** Instructions **
• A. According to the SATgen study text, why were participants given commercially available spreads, oils and snacks?
• B. Continue the SATgen study text, picking up after its final sentence about the diet diaries.

There is emerging evidence that polymorphisms in the gene encoding for apoE impact on the LDL-cholesterol (LDL-C) response to dietary fat intake. It has been reported that carriers of the apoE4 allele have higher plasma LDL-C concentrations after ingestion of saturated fat (SFA)(1) and docosahexanaeoic acid (DHA) (>2g/d)(2) compared with the apoE3 wild-type. The aim of the SATgen study was to investigate the impact of a combination of SFA and DHA intake on plasma lipids according to apoE genotype.
Eighty-eight subjects were prospectively recruited according to apoE genotype (n 44 E3/E3 and n 44 E3/E4) who were matched for age, gender and BMI. A flexible dietary exchange strategy, based on models previously developed by our group(3, 4) was employed to implement three iso-caloric diets with different fatty acid profiles sequentially: Participants consumed a low fat (LF) diet (28%E fat, 8%E SFA, 55%E carbohydrate (CHO)); High SFA (HSF) diet (38%E fat, 18%E SFA, 45%E CHO) and HSF-DHA diet (HSF diet+3g/d DHA) each for an 8-week period. Commercially available spreads (LF spread (LF), butter (HSF)), oils and snacks (cereal bars, pretzels and rice cakes (LF) and chocolate bars, crisps and cakes (HSF)) were supplied to subjects to be consumed in exchange for habitual foods in order to replace the exchangeable fat in their diet. Subjects were also advised to adjust the quantity of carbohydrate and dairy products accordingly. Four 3-d weighed diet diaries were completed by the subjects (one at baseline and one during each of the dietary periods) and analysed using Dietplan 6.60 (Forestfield Software, UK).

** Data for analysis **
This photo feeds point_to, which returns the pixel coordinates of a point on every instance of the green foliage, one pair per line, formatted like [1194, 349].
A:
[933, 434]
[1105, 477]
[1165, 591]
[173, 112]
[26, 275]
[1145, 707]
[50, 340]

** Written responses **
• A. Participants ate these foods in place of their habitual foods so that the exchangeable fat in their diet would be replaced. This let each diet reach its intended fatty acid profile.

• B.
SATgen dietary compositional targets were broadly met (see table). Total dietary fat (42.8%E and 41.0%E respectively v. 25.1%E) and SFA (19.3%E and 18.6%E, respectively v. 8.3%E) intakes were higher during the HSF compared with the LF diet (P=0.000). In addition, the DHA intake was significantly higher in the HSA-DHA diet group (P=0.000) relative to the two earlier dietary periods. Therefore the SATgen food exchange model was effective at implementation of the three experimental diets, which were well tolerated by the subjects.
The SATgen study was funded by Wellcome Trust Fund (WT085045MA).